Aim — Reproduce the data below word for word, everything from the line containing "Note: for every instance of the shrub, put" down to the last line of the data.

● ● ● ● ● ● ●

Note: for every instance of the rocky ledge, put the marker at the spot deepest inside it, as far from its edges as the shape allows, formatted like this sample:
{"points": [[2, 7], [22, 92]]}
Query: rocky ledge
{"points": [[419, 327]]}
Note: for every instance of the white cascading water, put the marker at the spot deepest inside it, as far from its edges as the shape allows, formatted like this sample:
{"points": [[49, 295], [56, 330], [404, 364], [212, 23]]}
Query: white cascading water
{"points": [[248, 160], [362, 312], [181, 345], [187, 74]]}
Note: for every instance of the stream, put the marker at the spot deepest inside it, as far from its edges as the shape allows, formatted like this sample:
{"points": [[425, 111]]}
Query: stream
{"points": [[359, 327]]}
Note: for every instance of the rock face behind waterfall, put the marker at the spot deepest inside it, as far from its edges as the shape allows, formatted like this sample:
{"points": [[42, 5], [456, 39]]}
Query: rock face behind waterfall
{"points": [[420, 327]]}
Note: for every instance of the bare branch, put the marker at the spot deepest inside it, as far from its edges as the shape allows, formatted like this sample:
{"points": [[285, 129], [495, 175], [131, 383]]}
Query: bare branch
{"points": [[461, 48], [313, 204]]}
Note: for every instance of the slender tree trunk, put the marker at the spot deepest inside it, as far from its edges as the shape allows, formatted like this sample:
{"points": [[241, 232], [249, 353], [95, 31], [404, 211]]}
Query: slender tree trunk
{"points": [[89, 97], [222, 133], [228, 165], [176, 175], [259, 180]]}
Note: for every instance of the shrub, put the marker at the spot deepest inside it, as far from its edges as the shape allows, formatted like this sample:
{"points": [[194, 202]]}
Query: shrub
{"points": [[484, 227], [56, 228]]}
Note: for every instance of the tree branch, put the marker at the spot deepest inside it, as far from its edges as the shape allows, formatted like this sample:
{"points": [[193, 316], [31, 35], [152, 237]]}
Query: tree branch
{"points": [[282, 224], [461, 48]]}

● ● ● ● ● ● ●

Solution to this exercise —
Note: for every instance of the shrub, put the marker at the spot deepest inside it, as far from its edges as the shape allows, formatted like this sample:
{"points": [[194, 202]]}
Query: shrub
{"points": [[484, 227], [56, 228]]}
Note: for every instance of the tree branch, put the marker at the spot deepest inside it, as far from its edges as the shape allows, formatted like this sample:
{"points": [[193, 316], [31, 35], [152, 237]]}
Query: tree branch
{"points": [[282, 224], [461, 48]]}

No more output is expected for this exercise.